◆ TO BE DONE ◆
Each line below is to be written out in full, exactly as shown.

[Point placement records]
================================
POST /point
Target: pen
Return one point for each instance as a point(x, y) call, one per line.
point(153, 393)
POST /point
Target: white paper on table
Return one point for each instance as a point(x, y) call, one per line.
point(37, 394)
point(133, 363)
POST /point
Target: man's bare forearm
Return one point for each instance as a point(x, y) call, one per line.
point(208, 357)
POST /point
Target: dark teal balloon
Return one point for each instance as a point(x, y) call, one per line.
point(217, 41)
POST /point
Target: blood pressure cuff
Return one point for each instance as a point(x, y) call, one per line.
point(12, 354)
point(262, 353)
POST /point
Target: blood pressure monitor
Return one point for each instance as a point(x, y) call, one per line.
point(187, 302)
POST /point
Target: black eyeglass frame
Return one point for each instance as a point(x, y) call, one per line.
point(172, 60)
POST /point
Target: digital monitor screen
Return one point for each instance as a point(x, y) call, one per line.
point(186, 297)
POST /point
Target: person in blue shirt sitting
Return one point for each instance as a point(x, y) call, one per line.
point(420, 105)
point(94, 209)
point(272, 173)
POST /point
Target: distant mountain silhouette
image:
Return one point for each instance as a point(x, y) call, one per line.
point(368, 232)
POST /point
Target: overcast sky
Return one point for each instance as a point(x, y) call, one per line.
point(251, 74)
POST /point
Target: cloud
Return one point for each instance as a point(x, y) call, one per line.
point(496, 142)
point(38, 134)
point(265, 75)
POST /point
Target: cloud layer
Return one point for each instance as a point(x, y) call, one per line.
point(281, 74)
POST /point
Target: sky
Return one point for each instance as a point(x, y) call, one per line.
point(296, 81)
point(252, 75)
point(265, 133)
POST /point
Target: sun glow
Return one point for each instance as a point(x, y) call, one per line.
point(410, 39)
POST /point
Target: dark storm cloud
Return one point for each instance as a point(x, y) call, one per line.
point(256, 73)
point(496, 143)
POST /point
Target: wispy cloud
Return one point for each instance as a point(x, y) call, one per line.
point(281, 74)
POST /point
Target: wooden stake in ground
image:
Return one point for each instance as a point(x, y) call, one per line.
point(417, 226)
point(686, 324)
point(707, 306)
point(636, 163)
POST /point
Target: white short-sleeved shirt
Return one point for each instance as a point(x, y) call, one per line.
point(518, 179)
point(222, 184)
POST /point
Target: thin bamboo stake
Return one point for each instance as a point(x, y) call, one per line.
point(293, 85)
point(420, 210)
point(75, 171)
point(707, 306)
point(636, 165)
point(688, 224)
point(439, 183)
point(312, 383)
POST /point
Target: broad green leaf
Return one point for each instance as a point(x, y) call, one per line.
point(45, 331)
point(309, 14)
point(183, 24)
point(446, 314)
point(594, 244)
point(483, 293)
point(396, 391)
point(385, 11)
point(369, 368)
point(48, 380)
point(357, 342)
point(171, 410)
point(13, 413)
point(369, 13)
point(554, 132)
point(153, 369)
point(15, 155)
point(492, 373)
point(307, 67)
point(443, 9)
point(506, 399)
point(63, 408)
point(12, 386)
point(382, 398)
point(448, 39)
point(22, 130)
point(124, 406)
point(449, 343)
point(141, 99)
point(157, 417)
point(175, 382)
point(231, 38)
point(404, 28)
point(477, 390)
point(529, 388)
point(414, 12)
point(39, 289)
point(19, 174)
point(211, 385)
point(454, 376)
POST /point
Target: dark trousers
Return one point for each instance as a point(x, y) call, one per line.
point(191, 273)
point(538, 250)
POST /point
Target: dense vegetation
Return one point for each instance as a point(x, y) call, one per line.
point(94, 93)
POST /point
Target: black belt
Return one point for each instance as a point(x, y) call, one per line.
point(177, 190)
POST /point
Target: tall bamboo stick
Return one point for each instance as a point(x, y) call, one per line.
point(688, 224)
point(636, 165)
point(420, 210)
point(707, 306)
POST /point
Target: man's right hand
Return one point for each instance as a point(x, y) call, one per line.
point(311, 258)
================================
◆ ANSWER TO THIS TASK ◆
POST /point
Target: pen
Return one point for each instance as a point(x, y) call, one per line.
point(153, 393)
POST /point
Target: white paper on table
Return one point for each instance as a point(x, y) call, one per line.
point(37, 394)
point(133, 363)
POST /point
Target: man's bare forearm
Return one point for each instance as a point(x, y) call, one per line.
point(208, 357)
POST /point
Target: dark teal balloon
Return one point for each instance as a point(x, y) call, one per line.
point(217, 41)
POST /point
Target: blood pressure cuff
Return one point for each instance as a point(x, y) call, one per line.
point(12, 354)
point(262, 353)
POST /point
Target: blood pressure monitor
Return one point for each instance as a point(x, y) call, one per line.
point(187, 302)
POST /point
Target: black eyeglass frame
Return one point for each instance as a point(x, y) call, one per line.
point(172, 60)
POST /point
Target: digital monitor screen
Return one point for each instance as a point(x, y) call, one per line.
point(186, 297)
POST /point
Target: person in blue shirt sitting
Return one point for each instance as a point(x, y) call, one per line.
point(420, 105)
point(94, 209)
point(272, 173)
POST /point
Target: distant mountain silhouette
image:
Return one point for each instance as a point(x, y) call, one per line.
point(368, 232)
POST /point
Target: overcast sky
Return one point for each instance as a point(x, y) call, one per line.
point(251, 74)
POST /point
Target: cloud
Return one point for each instance as a point(x, y) call, one per line.
point(496, 142)
point(38, 134)
point(265, 75)
POST /point
Target: cloud layer
Return one point for each instance as a point(x, y) call, one per line.
point(281, 74)
POST /point
Target: sky
Return one point for each instance as a point(x, y) call, one per line.
point(296, 81)
point(252, 75)
point(265, 133)
POST /point
Target: sun glow
Return one point for each instance as a point(x, y) call, one per line.
point(410, 39)
POST /point
Target: dark storm cloud
Return one point for each instance as a point(x, y) call, one per line.
point(256, 73)
point(496, 143)
POST /point
Target: wispy cloud
Return one point for each instance as a point(x, y) call, one per line.
point(281, 74)
POST /point
Target: wooden stake in ground
image:
Return one point for each instance as a point(x, y) call, one per line.
point(417, 226)
point(686, 324)
point(707, 306)
point(636, 163)
POST /point
Target: white short-sleeved shirt
Return one point for each instance as a point(x, y) call, one per line.
point(518, 179)
point(222, 184)
POST /point
Target: thin bamboo stake
Return one point for each instance as a point(x, y) call, one per line.
point(293, 85)
point(420, 210)
point(75, 171)
point(707, 306)
point(636, 165)
point(688, 224)
point(439, 183)
point(312, 383)
POST /point
Target: broad green leaf
Return one point for each instance as a point(x, y) call, one per line.
point(45, 331)
point(309, 14)
point(183, 24)
point(446, 314)
point(594, 244)
point(483, 293)
point(396, 391)
point(385, 11)
point(369, 368)
point(48, 380)
point(357, 342)
point(171, 410)
point(13, 413)
point(369, 13)
point(554, 132)
point(153, 369)
point(15, 155)
point(492, 373)
point(307, 67)
point(443, 9)
point(506, 399)
point(63, 408)
point(12, 386)
point(382, 398)
point(448, 39)
point(22, 130)
point(124, 406)
point(449, 343)
point(141, 99)
point(157, 417)
point(175, 382)
point(231, 38)
point(404, 28)
point(477, 390)
point(529, 388)
point(414, 12)
point(39, 289)
point(19, 174)
point(211, 385)
point(454, 376)
POST /point
Target: dark trousers
Return one point for each instance as a point(x, y) call, one per line.
point(191, 273)
point(538, 250)
POST /point
Target: dense vegetation
Return one point for each instance as a point(x, y) call, one per line.
point(94, 93)
POST /point
Target: black belt
Return one point for each instance as a point(x, y) call, one per line.
point(177, 190)
POST /point
Target: tall bamboo stick
Return one point for each instance as a point(x, y) call, one per line.
point(688, 224)
point(636, 165)
point(420, 210)
point(707, 306)
POST /point
Target: man's right hand
Return one point for each instance as a point(x, y) call, one per line.
point(311, 258)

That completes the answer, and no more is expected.